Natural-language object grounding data
* * *
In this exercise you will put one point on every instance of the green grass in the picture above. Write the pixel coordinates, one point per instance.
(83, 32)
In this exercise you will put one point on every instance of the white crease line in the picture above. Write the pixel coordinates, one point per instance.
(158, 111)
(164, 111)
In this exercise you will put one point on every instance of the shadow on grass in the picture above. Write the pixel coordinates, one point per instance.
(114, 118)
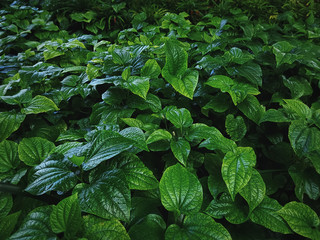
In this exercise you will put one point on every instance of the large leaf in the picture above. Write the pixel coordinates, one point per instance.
(107, 196)
(179, 117)
(180, 190)
(180, 149)
(24, 96)
(9, 123)
(237, 168)
(235, 211)
(176, 60)
(66, 216)
(32, 151)
(151, 69)
(138, 85)
(39, 104)
(266, 215)
(104, 146)
(7, 225)
(151, 226)
(255, 190)
(302, 219)
(8, 156)
(101, 229)
(197, 226)
(303, 139)
(138, 176)
(53, 174)
(235, 127)
(37, 223)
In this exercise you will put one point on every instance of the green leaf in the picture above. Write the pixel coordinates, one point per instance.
(252, 72)
(53, 174)
(7, 225)
(37, 223)
(237, 168)
(176, 60)
(301, 219)
(138, 85)
(151, 226)
(235, 127)
(303, 139)
(32, 151)
(265, 214)
(235, 211)
(104, 146)
(50, 53)
(181, 150)
(179, 117)
(151, 69)
(107, 196)
(255, 190)
(159, 134)
(297, 108)
(138, 176)
(306, 180)
(8, 156)
(5, 204)
(180, 190)
(9, 123)
(100, 229)
(252, 109)
(66, 216)
(40, 104)
(24, 96)
(197, 226)
(137, 136)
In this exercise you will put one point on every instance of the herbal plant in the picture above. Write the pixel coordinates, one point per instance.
(180, 130)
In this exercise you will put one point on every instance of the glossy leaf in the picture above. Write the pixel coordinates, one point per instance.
(107, 196)
(301, 219)
(237, 169)
(151, 226)
(179, 117)
(53, 174)
(235, 127)
(180, 149)
(32, 151)
(138, 176)
(180, 190)
(255, 190)
(37, 223)
(9, 123)
(8, 155)
(66, 216)
(197, 226)
(40, 104)
(101, 229)
(104, 146)
(265, 214)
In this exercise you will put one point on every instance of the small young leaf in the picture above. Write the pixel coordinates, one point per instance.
(180, 149)
(180, 190)
(237, 168)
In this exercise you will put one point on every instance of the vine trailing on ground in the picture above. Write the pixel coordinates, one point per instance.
(198, 127)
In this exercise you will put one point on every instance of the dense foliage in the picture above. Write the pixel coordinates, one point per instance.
(117, 123)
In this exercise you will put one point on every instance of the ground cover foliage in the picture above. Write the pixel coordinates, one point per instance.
(156, 124)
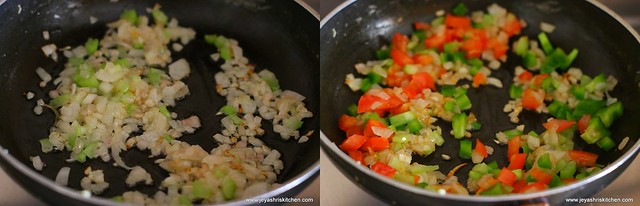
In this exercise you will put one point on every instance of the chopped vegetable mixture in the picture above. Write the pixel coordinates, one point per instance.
(424, 77)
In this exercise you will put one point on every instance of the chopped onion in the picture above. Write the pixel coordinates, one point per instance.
(379, 93)
(303, 139)
(179, 69)
(476, 157)
(45, 35)
(93, 19)
(382, 131)
(623, 143)
(49, 49)
(37, 163)
(63, 176)
(546, 27)
(375, 105)
(353, 83)
(494, 81)
(489, 149)
(533, 142)
(495, 64)
(30, 95)
(44, 75)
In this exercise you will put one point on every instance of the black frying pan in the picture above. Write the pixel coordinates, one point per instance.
(354, 31)
(279, 35)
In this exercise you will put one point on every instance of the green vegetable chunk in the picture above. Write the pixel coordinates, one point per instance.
(465, 149)
(459, 124)
(595, 131)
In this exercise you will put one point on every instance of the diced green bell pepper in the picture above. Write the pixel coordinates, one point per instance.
(465, 149)
(459, 124)
(595, 131)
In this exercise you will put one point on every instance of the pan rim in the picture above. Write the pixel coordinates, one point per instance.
(294, 182)
(631, 152)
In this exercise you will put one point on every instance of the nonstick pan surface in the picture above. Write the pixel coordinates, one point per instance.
(352, 33)
(281, 36)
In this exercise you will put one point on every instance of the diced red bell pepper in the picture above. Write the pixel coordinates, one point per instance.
(354, 130)
(353, 142)
(479, 79)
(540, 175)
(383, 169)
(517, 161)
(423, 59)
(457, 21)
(525, 76)
(559, 124)
(436, 41)
(583, 158)
(421, 25)
(368, 128)
(533, 187)
(569, 180)
(419, 81)
(376, 144)
(372, 103)
(513, 146)
(512, 27)
(506, 176)
(356, 155)
(346, 122)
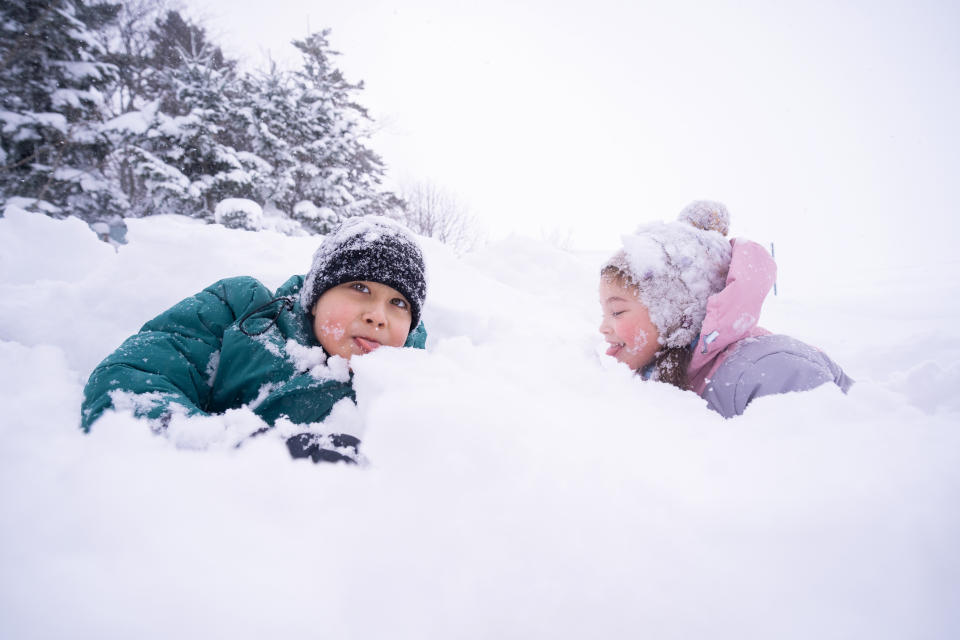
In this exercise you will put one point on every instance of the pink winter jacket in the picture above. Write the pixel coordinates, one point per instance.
(734, 360)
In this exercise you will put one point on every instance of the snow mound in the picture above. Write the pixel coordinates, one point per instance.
(518, 485)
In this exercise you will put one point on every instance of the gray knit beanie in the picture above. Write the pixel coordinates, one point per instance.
(676, 267)
(369, 248)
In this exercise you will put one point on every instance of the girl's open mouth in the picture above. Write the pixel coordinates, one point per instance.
(365, 344)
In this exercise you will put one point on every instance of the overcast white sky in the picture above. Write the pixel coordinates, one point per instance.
(825, 126)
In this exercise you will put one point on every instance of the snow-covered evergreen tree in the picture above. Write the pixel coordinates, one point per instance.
(52, 78)
(333, 174)
(184, 146)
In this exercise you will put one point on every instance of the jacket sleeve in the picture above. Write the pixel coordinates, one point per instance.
(769, 365)
(170, 364)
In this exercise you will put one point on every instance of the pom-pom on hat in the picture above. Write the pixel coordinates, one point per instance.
(676, 267)
(369, 248)
(706, 215)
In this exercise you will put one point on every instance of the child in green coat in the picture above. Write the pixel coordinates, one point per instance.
(282, 355)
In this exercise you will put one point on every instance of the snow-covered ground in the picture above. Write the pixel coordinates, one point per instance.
(520, 485)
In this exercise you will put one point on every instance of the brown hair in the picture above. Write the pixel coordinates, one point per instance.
(669, 365)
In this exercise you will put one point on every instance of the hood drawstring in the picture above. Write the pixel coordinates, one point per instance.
(288, 304)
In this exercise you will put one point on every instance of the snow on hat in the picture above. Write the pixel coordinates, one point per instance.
(676, 266)
(369, 248)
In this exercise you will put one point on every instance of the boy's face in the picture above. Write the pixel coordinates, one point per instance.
(357, 317)
(626, 324)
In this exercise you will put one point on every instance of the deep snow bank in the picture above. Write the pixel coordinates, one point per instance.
(519, 486)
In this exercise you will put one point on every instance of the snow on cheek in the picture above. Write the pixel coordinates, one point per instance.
(638, 342)
(331, 330)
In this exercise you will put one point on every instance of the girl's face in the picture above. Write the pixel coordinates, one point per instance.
(354, 318)
(626, 324)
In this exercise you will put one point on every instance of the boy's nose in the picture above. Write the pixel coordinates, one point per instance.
(375, 316)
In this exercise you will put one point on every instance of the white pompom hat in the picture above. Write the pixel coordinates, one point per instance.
(676, 267)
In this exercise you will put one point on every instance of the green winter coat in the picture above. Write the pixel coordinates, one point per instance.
(194, 355)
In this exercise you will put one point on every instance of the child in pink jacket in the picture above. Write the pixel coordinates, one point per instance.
(681, 304)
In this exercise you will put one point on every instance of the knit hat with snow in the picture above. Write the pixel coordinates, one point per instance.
(369, 248)
(676, 266)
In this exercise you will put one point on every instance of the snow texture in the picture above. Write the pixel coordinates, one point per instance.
(519, 485)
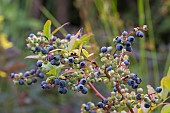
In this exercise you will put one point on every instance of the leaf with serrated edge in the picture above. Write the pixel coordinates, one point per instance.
(56, 30)
(72, 41)
(86, 54)
(33, 56)
(166, 109)
(47, 29)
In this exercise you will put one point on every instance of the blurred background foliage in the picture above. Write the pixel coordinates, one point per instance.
(105, 18)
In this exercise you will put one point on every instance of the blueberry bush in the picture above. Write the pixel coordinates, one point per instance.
(65, 64)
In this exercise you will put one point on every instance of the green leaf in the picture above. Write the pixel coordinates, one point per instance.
(86, 54)
(47, 29)
(85, 38)
(56, 30)
(72, 41)
(166, 109)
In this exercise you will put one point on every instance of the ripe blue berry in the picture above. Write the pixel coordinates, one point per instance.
(103, 49)
(128, 43)
(138, 80)
(62, 83)
(57, 58)
(126, 62)
(44, 51)
(68, 36)
(138, 96)
(130, 82)
(135, 85)
(12, 75)
(32, 71)
(84, 90)
(26, 74)
(83, 81)
(146, 105)
(82, 64)
(80, 87)
(71, 60)
(129, 48)
(139, 34)
(118, 39)
(50, 48)
(124, 33)
(109, 68)
(115, 55)
(34, 80)
(41, 75)
(21, 82)
(158, 89)
(56, 81)
(131, 38)
(39, 64)
(104, 101)
(100, 104)
(119, 47)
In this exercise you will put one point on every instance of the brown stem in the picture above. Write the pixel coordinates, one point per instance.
(96, 91)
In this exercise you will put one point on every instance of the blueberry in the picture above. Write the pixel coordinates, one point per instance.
(130, 82)
(126, 62)
(39, 63)
(32, 71)
(38, 49)
(41, 75)
(84, 90)
(158, 89)
(71, 60)
(109, 68)
(135, 85)
(80, 87)
(57, 58)
(87, 108)
(12, 75)
(103, 49)
(62, 83)
(68, 36)
(83, 81)
(131, 38)
(114, 89)
(100, 104)
(44, 51)
(43, 82)
(138, 96)
(128, 43)
(138, 80)
(118, 39)
(34, 80)
(119, 47)
(115, 55)
(129, 48)
(124, 33)
(139, 34)
(21, 82)
(56, 81)
(146, 105)
(26, 74)
(54, 38)
(64, 90)
(104, 101)
(50, 48)
(82, 64)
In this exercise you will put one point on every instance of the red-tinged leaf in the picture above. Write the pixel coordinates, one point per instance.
(47, 29)
(56, 30)
(33, 56)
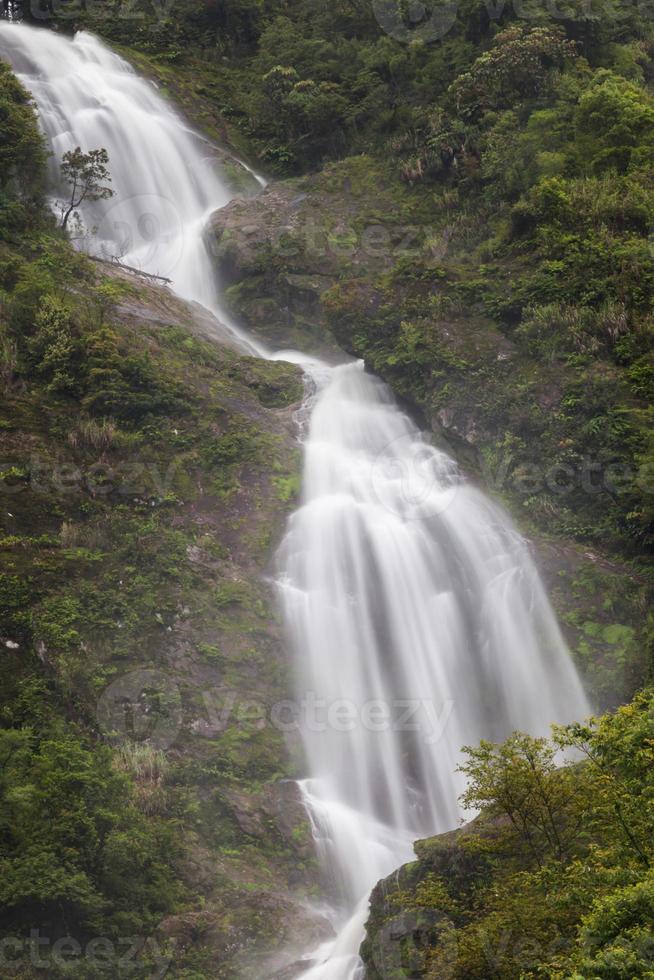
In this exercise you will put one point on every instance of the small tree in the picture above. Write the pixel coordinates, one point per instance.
(87, 175)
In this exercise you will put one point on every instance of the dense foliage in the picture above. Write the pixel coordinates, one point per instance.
(555, 879)
(109, 435)
(521, 149)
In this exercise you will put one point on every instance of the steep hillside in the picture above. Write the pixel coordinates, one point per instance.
(147, 470)
(466, 203)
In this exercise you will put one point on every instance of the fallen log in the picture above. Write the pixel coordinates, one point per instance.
(130, 268)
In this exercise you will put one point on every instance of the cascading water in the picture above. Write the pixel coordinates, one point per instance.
(417, 617)
(163, 174)
(419, 624)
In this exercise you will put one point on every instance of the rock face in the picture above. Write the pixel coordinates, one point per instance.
(350, 257)
(410, 933)
(159, 547)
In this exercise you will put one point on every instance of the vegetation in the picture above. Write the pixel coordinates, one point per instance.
(88, 177)
(145, 472)
(473, 217)
(554, 879)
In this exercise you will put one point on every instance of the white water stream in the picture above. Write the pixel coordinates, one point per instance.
(416, 616)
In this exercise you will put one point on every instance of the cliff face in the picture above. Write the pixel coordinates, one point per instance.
(352, 257)
(137, 543)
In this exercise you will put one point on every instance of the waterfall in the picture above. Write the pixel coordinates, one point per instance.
(163, 174)
(419, 624)
(416, 617)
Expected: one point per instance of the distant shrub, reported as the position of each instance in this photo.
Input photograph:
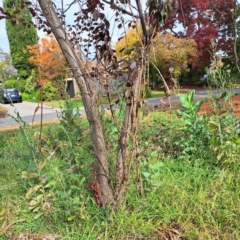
(49, 92)
(30, 84)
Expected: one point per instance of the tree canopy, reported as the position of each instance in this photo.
(20, 35)
(48, 58)
(203, 21)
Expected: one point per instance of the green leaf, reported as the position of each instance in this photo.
(70, 218)
(26, 174)
(237, 140)
(146, 174)
(41, 165)
(158, 184)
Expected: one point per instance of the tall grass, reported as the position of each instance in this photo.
(186, 195)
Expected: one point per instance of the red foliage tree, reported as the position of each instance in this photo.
(203, 20)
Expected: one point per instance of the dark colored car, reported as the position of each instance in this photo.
(10, 95)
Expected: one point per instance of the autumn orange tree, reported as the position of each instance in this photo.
(126, 45)
(166, 51)
(170, 51)
(49, 60)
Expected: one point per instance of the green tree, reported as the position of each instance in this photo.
(7, 70)
(20, 35)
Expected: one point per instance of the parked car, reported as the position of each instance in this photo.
(10, 95)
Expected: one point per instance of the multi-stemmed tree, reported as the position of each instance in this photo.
(20, 34)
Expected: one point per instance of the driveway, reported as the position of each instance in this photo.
(27, 110)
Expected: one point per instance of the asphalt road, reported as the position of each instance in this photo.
(27, 110)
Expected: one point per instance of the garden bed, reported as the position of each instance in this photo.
(207, 108)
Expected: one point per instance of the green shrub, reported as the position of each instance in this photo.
* * *
» Exercise
From the data above, count the lines where "shrub" occurs and give that figure and nothing else.

» Written response
2